▶ _Written task_: Copy the data below word for word, starting at the line containing "Where can the shingled" and ending at the line containing "x=1268, y=436", including both of those lines.

▶ _Supplied material_:
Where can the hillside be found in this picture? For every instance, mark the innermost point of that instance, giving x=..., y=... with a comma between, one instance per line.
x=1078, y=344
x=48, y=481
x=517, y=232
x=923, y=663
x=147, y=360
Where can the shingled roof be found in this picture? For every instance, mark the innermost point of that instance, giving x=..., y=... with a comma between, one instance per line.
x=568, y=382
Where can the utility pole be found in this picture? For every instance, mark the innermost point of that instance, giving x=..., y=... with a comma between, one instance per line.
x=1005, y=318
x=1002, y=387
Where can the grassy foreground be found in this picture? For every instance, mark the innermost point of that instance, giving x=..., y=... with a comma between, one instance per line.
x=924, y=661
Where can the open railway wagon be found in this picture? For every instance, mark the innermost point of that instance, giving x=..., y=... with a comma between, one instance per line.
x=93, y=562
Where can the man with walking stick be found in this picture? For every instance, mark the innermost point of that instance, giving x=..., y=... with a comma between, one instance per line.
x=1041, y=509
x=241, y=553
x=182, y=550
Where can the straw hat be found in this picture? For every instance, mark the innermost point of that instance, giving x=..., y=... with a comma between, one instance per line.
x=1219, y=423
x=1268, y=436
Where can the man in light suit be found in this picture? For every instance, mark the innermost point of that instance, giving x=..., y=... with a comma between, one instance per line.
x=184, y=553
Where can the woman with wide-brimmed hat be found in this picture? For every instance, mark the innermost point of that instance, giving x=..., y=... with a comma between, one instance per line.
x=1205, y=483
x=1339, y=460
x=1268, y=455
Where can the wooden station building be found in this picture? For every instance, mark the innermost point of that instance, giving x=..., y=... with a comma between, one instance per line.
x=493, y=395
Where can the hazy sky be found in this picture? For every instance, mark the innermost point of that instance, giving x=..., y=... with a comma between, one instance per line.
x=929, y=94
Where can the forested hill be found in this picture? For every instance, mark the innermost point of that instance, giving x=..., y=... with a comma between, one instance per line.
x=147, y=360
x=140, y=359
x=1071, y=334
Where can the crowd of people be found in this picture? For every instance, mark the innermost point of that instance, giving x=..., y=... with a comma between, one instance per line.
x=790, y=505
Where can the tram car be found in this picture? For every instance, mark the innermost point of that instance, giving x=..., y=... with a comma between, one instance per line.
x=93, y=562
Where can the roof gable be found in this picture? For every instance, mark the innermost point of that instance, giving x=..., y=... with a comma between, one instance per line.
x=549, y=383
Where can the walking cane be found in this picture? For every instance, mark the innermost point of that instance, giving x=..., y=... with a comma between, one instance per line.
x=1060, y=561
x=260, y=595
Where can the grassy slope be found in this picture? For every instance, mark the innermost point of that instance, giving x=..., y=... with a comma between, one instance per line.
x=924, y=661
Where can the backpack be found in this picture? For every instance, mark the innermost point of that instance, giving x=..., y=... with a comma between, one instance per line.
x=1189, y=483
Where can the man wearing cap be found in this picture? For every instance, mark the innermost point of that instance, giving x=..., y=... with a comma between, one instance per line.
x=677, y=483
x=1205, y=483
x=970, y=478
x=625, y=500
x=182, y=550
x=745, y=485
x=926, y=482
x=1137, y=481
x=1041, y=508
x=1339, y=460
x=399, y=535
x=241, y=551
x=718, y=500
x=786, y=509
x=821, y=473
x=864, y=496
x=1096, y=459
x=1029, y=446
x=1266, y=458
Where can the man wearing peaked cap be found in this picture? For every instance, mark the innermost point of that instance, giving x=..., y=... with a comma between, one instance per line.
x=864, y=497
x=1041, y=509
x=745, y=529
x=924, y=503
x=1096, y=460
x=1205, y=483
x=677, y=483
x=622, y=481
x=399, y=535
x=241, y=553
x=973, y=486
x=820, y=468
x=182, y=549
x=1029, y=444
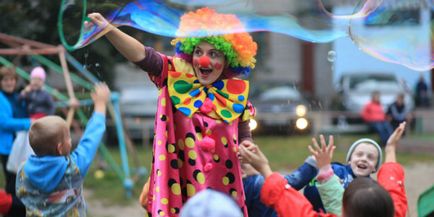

▶ _In response_:
Where can the shingled roof be found in this picture? For every instance, mark the innermost point of that instance, giving x=..., y=... with a comma between, one instance per line.
x=568, y=382
Where can the utility pole be found in this picture? For every instance, mark the innermost point of that instance, giving x=..., y=... with a comma between, one instance per line.
x=1005, y=318
x=1002, y=387
Where can the grassy foreground be found in this picture? For every instance, mark the innermost point of that instance, giving x=..., y=... with a comma between, one instance per line.
x=924, y=661
Where can the open railway wagon be found in this picture? For every instance, mark the innermost point of that instance, giving x=..., y=... with a comma between, one instance per line.
x=93, y=562
Where can the man with walking stick be found in this picture? For every instance, mark the innermost point of that instance, giving x=..., y=... with a comma between, one instance per line.
x=1041, y=509
x=241, y=553
x=182, y=550
Where can the straw hat be found in this picture? For every instance, mark the innermost point of that instance, giving x=..., y=... with a comma between, one instance per line.
x=1219, y=423
x=1268, y=436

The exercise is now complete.